Stored items
◇ ◇ ◇ ◇ ◇
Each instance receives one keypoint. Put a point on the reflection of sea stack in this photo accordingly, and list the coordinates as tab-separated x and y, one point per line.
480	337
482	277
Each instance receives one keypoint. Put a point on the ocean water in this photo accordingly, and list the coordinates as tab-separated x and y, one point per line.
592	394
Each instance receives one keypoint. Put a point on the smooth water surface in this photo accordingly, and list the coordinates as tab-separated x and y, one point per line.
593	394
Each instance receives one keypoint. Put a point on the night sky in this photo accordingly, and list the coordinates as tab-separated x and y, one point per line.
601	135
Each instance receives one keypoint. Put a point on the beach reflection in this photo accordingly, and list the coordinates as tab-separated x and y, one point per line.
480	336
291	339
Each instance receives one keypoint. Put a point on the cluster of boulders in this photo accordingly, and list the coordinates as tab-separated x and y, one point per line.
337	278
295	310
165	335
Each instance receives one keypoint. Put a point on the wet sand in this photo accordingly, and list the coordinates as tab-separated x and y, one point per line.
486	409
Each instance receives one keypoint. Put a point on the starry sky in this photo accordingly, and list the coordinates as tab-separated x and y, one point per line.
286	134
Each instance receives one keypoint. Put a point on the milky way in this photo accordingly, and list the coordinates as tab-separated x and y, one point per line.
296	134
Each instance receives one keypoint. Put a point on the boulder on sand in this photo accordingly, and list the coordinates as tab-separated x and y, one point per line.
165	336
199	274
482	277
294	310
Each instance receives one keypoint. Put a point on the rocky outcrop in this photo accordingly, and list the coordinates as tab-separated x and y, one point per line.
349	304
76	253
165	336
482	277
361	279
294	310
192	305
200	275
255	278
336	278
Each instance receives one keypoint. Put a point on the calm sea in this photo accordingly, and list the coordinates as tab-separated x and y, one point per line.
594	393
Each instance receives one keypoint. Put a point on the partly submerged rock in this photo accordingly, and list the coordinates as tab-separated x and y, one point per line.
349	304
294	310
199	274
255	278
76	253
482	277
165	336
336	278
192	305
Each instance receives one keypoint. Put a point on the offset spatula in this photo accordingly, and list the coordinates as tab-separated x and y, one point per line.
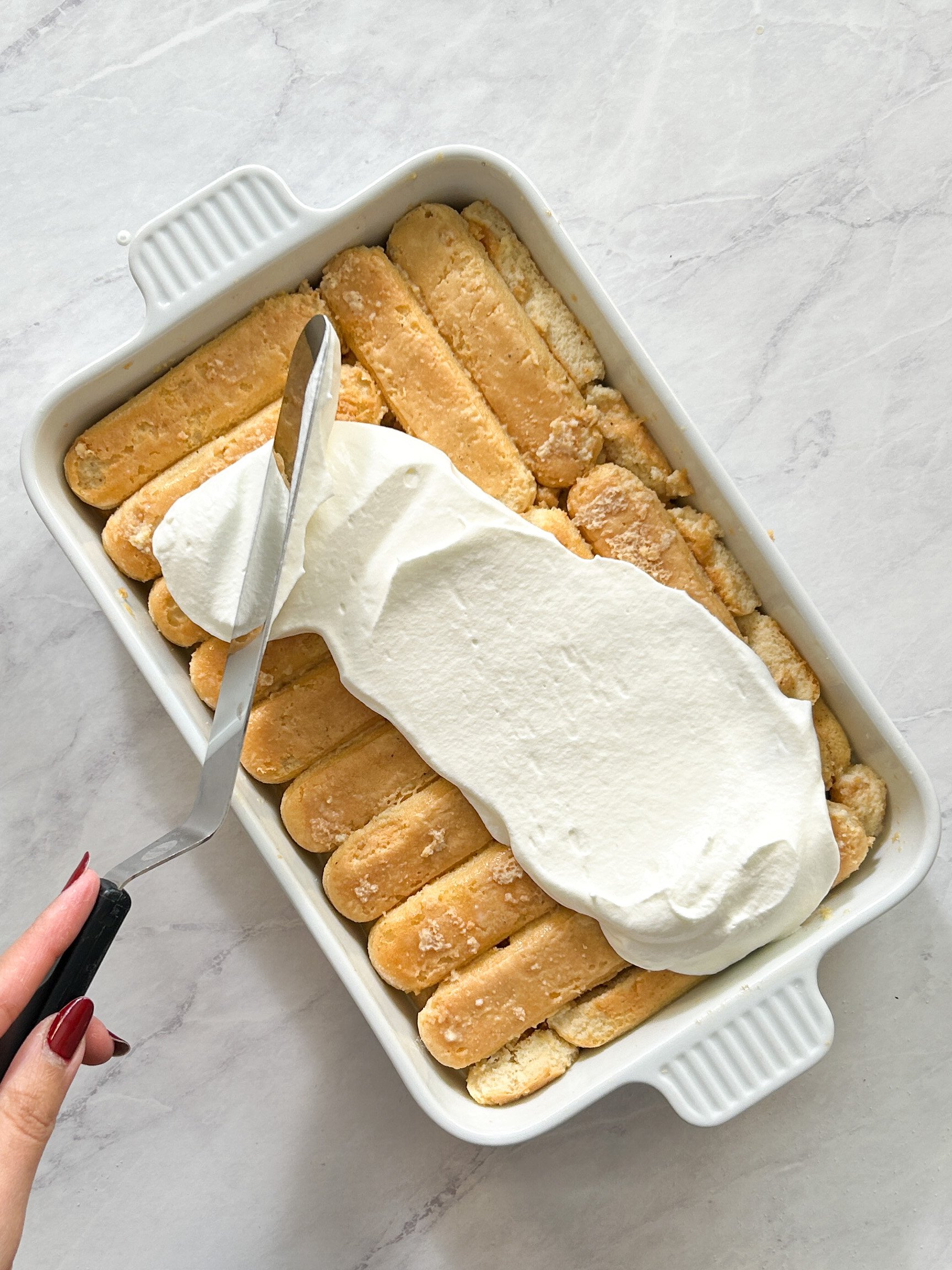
312	388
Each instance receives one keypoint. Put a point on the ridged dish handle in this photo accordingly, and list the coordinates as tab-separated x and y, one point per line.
215	239
749	1047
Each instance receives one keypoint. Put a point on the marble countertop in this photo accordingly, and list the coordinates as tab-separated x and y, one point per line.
765	190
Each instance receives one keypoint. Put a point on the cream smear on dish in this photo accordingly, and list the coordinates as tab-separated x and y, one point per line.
634	754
◇ ◇ ◇ ◇ ◇
— What this task involves —
Each entry above should be printed again word for word, with any picture dropped.

— Exercise output —
Each instance receives one keypoint. Put a point on the reflection of sea stack in this photo accordingly, and list the coordinates as tab-separated x and y, one point per line.
480	337
482	277
Each instance receives one keypoint. Put a point on the ocean water in this photo accordingly, and list the coordinates as tab-separated x and y, one point per line.
592	394
Each instance receives one keypoint. Put a point on the smooth water surface in this photo accordingly, and list the coordinates as tab-separated x and y, one point per line.
593	394
Each instance receives one keypoint. Put a point on the night sky in this photo accordingly, and list the coordinates as tab-separated x and y, one point per line.
601	135
Each instance receives one keypoint. Put a point on the beach reflection in this photo accordingly, and list the coordinates as tab-separated x and y, one point per line.
480	336
291	339
Each instance receives one keypoint. Put a point on the cluster of boulders in this photo accordingly, and list the coordinates as tab-separated x and y, one point per line.
337	278
295	310
165	335
Each instance receives one keypoint. Put a point on the wet sand in this photo accordingly, and list the coordinates as tab-separated x and y, one point per line.
486	409
Each instance receives one keypoint. Put a point on the starry sky in this photo accordingly, and list the coordinates as tab-separated x and y, one point per line.
286	134
Each instance receives one keypoint. Put a point on the milky way in this photo accordingly, and list the coordinates as tab-separated x and y, one point per line.
296	134
Each instance receives one keypoint. Put a point on the boulder on sand in this photo accordingly, and list the coordinates as tab-separated x and y, one point per line.
165	336
199	274
482	277
294	310
Each instance receives one keypoint. Put a point on the rocky outcrop in this photo accordingly, and list the coordinates as tab-separated x and y, one point per line.
349	304
76	253
165	336
482	277
361	279
294	310
192	305
200	275
255	278
336	278
Each instance receives one keypoint. Put a point on the calm sea in this photo accordingly, and list the coordinates as tab-separated x and y, one point per line.
594	393
Each instance receives one keypoint. Put a point on the partly submerged rock in this photo accordingly, and list the coordinates as tab-separated x and y, one point per line.
349	304
294	310
199	274
255	278
76	253
482	277
165	336
336	278
192	305
Each instance receives one keypoint. Put a point on the offset spatula in this photo accordingly, and list the coordinates as tab-separated x and y, one point per line.
312	388
Each instance receives one keypoint. Put a point on the ridged dish handle in this photo accordingly, and list the coordinates as tab-separated x and y, one point per line.
215	239
749	1047
Each instance receives one keypoint. Put a point on the marble countertop in this photo accordingly, and list the coordinates as tab-separated x and y, one point per line.
765	190
Each instance receives one keypoint. Put a point on the cream smear on dish in this photo accordingly, and list the coordinates as tab-separated x and y, one point per line.
634	754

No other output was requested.